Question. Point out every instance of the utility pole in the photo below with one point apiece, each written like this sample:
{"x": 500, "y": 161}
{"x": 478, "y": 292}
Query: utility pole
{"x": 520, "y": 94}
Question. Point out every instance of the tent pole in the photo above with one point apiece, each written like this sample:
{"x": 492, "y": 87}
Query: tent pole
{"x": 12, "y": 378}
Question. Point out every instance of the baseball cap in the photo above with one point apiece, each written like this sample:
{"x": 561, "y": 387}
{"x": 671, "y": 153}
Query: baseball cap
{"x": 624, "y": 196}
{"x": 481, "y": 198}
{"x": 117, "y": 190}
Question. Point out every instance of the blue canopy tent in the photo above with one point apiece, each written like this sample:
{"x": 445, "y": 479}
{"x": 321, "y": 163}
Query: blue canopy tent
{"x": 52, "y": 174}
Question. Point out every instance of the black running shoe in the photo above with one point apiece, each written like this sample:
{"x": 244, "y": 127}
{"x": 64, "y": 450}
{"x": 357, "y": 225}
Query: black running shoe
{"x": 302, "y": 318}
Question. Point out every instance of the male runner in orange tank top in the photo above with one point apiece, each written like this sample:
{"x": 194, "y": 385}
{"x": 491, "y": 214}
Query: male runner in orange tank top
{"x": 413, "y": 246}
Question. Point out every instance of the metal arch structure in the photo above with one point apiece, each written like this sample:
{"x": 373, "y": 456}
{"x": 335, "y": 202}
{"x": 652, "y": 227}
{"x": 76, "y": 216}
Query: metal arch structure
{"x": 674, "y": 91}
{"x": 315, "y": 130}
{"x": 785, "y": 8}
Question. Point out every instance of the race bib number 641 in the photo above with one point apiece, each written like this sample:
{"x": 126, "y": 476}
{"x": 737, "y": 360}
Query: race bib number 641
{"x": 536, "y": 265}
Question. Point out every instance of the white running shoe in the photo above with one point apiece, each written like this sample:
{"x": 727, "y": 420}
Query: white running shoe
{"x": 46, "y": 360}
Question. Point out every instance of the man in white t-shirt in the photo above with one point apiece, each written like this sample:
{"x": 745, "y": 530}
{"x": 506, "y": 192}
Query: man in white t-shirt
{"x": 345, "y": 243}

____________________

Reproduce the material above verbatim, line by line and without alteration.

RESPONSE BELOW -
Question. Point out every instance of the utility pole in the photo below with one point apiece, each written like this sample:
{"x": 500, "y": 161}
{"x": 478, "y": 292}
Query: utility pole
{"x": 520, "y": 94}
Question. Point out every instance of the tent pole in the photo above with one point apiece, each written like this sample:
{"x": 492, "y": 87}
Query: tent pole
{"x": 12, "y": 378}
Question. Point out every instance of the baseball cap in the photo above with one point apiece, each written like this sample:
{"x": 561, "y": 387}
{"x": 671, "y": 153}
Query: baseball cap
{"x": 624, "y": 196}
{"x": 481, "y": 198}
{"x": 117, "y": 190}
Question. Point out every instance of the blue canopy tent in the photo above with one point apiece, each written like this sample:
{"x": 445, "y": 479}
{"x": 321, "y": 163}
Query: blue canopy tent
{"x": 52, "y": 174}
Question. Point out every instance of the black running shoe in the photo above with one point apiece, each written like this sample:
{"x": 244, "y": 127}
{"x": 64, "y": 450}
{"x": 357, "y": 225}
Query: black running shoe
{"x": 302, "y": 318}
Question. Point out every instance of the male runner in orange tank top in the photo above with one point apiece, each written like this sample:
{"x": 194, "y": 385}
{"x": 491, "y": 214}
Query: male runner in orange tank top
{"x": 413, "y": 246}
Question. Point out every instance of the metal arch structure in the photo above with one point apiece, each written like this sample:
{"x": 373, "y": 456}
{"x": 335, "y": 202}
{"x": 652, "y": 227}
{"x": 76, "y": 216}
Query: metal arch structure
{"x": 674, "y": 91}
{"x": 315, "y": 130}
{"x": 785, "y": 8}
Question. Point out every instance of the race bib number 641 in the photo above with one point apiece, each written like this sample:
{"x": 126, "y": 476}
{"x": 737, "y": 360}
Query: race bib number 641
{"x": 536, "y": 265}
Question. Point out every instance of the white running shoe in the photo above with one point apiece, each written like this sample:
{"x": 727, "y": 420}
Query: white running shoe
{"x": 46, "y": 360}
Question. Point out every instance of the man in white t-shirt in the photo above with one point apiece, each written like this sample:
{"x": 745, "y": 530}
{"x": 506, "y": 192}
Query: man in white t-shirt
{"x": 345, "y": 243}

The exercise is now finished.